▶ [Reading passage]
+++
Embedding a staff understanding of the goals for fact-based rulemaking serves as a useful counterbalance to the inevitable pressures from political appointees to pursue an administration-driven agenda that may not be supported by the data and research.

Example: EPA Pushes Regulations Benefiting Special Interests

Regulations released last year by the Environmental Protection Agency (EPA) exemplified agency pressures to bow to a specific interest. In this case, the EPA issued annual regulations regarding the increase in the use of biomass diesel – primarily created through soy bean products – by 28 percent over previous year requirements, touting the changes as a move toward energy security. The EPA estimated that the regulation would result in up to $425 million in increased costs, causing $52 million in environmental damages. However, the regulation did increase soybean oil revenues, by $1.2 billion. The agency pushed through with the regulation, announcing the changes in the heart of soy bean country, among those most receptive to the changes.[iv]

Acquiring Needed Information

Quality information is the lifeblood of the policy process. The agency should stress its willingness to meet with stakeholders and receive briefings on policy issues. Since there is a fine line between providing information and “lobbying,” the agency should cultivate a culture of informational outreach early in the process before specific decisions have been reached. Although each research endeavor and rulemaking will be different, the process must be explicit such that the research and outreach findings occur before important decisions, and further need to be an actual input in the decision making process (not merely a “checking off of the box”). Administrators may be tempted to allow research to follow a parallel track, only using research findings at the end to bolster predetermined agency decisions.

Example:  CMS Proposes Medicare Part D Rule Contradicting its Own Research Findings

In one recent case where regulators have used this parallel approach, CMS was forced to withdraw most of a Medicare Part D proposed rule that made initial claims to reduce costs and improve plan benefits. The agency based the need for key portions of the rule on internal CMS studies and complaints that the agency claimed to have received from seniors.

Once CMS’ research became public, however, independent actuaries raised questions about the methodology and patient groups complained the rule would disrupt and eliminate millions of Part D policies. Even the FTC took the unusual step of filing a Comment Letter stating that the rule would reduce competition and significantly raise costs for consumers.

Congressional oversight hearings were convened to investigate with Members from both parties expressing deep skepticism about the rule and CMS’ reasons for issuing it. It soon became clear the conclusions of these key studies misrepresented the findings so to appear as though mail service pharmacy and preferred pharmacy networks inflated Part D costs. The conclusions, however, focused only on a few costly outliers, ignoring the overwhelming evidence showing that both mail service and preferred networks actually saved money in the vast majority of cases.

CMS should be commended for withdrawing most of the proposed rule and promising to revisit some of the offending studies. Nonetheless, the entire episode could have been avoided with better research practices.


In recent years, several high profile administration rules have been overturned by the courts or withdrawn after a storm of public protest and comment. This suggests that federal agencies can improve their procedures and goals to ensure a strict adherence to fact-based approach as they issue and implement regulations. Agencies need institutional structures that ensure an educated workforce are given a voice, and continue to improve as experts in their field. They must also gather necessary data and information from appropriate stakeholders and have strong review procedures, both internally and externally. Federal rulemakings have widespread consequences. Without appropriate institutional policies and cultures, they run the risk of being systematically flawed.

Dehring, Carolyn A., Halek, Martin. Do Coastal Building Codes Make Stronger Houses? Regulation. Summer 2014 Vol. 37, No. 2. Pgs 40-45.

[iv] Miller, Sofie. Crony Environmentalism. Regulation. Spring 2013.
+++
▶ [What to work on]
A - Write out the passage on fact-based rulemaking, unchanged, from "In recent years, several" down to "being systematically flawed.".
B - Decide whether each statement agrees with the passage on fact-based rulemaking, answering yes or no and quoting the words of the passage that settle it. (i) The EPA estimated that its biomass diesel regulation would cause $52 million in environmental damages. (ii) The FTC filed a Comment Letter in support of the Medicare Part D proposed rule. (iii) CMS withdrew the whole of its Medicare Part D proposed rule.
+++
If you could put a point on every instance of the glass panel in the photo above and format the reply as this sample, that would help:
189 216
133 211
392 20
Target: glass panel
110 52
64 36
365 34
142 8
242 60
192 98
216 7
+++
▶ [Exercise solutions]
A -
In recent years, several high profile administration rules have been overturned by the courts or withdrawn after a storm of public protest and comment. This suggests that federal agencies can improve their procedures and goals to ensure a strict adherence to fact-based approach as they issue and implement regulations. Agencies need institutional structures that ensure an educated workforce are given a voice, and continue to improve as experts in their field. They must also gather necessary data and information from appropriate stakeholders and have strong review procedures, both internally and externally. Federal rulemakings have widespread consequences. Without appropriate institutional policies and cultures, they run the risk of being systematically flawed.

B -
(i) Yes: "causing $52 million in environmental damages."
(ii) No: "stating that the rule would reduce competition and significantly raise costs for consumers."
(iii) No: "CMS was forced to withdraw most of a Medicare Part D proposed rule."